▶ What is expected: Duplicate the records below line for line, omitting the pictures from your answer.

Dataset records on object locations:

+-------+

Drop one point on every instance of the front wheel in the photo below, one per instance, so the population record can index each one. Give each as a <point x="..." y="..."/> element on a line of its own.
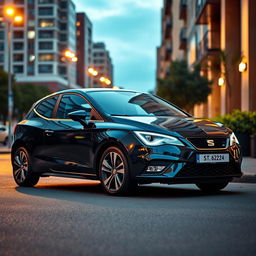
<point x="212" y="187"/>
<point x="22" y="169"/>
<point x="114" y="173"/>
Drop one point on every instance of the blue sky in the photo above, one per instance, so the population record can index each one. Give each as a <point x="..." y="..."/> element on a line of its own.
<point x="131" y="31"/>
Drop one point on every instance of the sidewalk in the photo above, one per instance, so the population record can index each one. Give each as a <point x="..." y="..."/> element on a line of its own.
<point x="248" y="167"/>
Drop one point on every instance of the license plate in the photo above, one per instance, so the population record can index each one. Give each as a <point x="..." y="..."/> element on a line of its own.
<point x="212" y="158"/>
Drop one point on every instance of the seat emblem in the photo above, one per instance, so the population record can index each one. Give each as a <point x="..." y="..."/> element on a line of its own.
<point x="210" y="143"/>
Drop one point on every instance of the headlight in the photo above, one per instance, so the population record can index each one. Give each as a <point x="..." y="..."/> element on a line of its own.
<point x="233" y="139"/>
<point x="156" y="139"/>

+-------+

▶ Written answer:
Drop one point on every instance of the front wheel in the photo below, one per instance, so the population record can index each one. Give each as a <point x="..." y="..."/> element on a line of its own.
<point x="212" y="187"/>
<point x="22" y="169"/>
<point x="114" y="173"/>
Drop one point on every instance of the blue sky in the photo above, one per instance, so the population record can index each one. Give each as a <point x="..." y="..."/> element on a line of its own.
<point x="131" y="31"/>
Drop one point on every instance of the sidewalk in the photo above, one per instance, so the population record can index each one. Give each as a <point x="..." y="..."/> element on a line of its own.
<point x="248" y="167"/>
Drop one point on every instance of the license plate in the photo above, one per instance, so the population record can index each one. Give each as a <point x="..." y="..."/> element on a line of its own.
<point x="212" y="158"/>
Drop one point on every instance of the seat emblem in the photo above, one per instance, so the population record can index each one. Give each as a <point x="..." y="..."/> element on a line of its own.
<point x="210" y="143"/>
Drop one point on every instance of the headlight in the photo above, one per instance, so the population record can index each one. Give each as a <point x="..." y="..."/> element on a line of its own.
<point x="233" y="139"/>
<point x="156" y="139"/>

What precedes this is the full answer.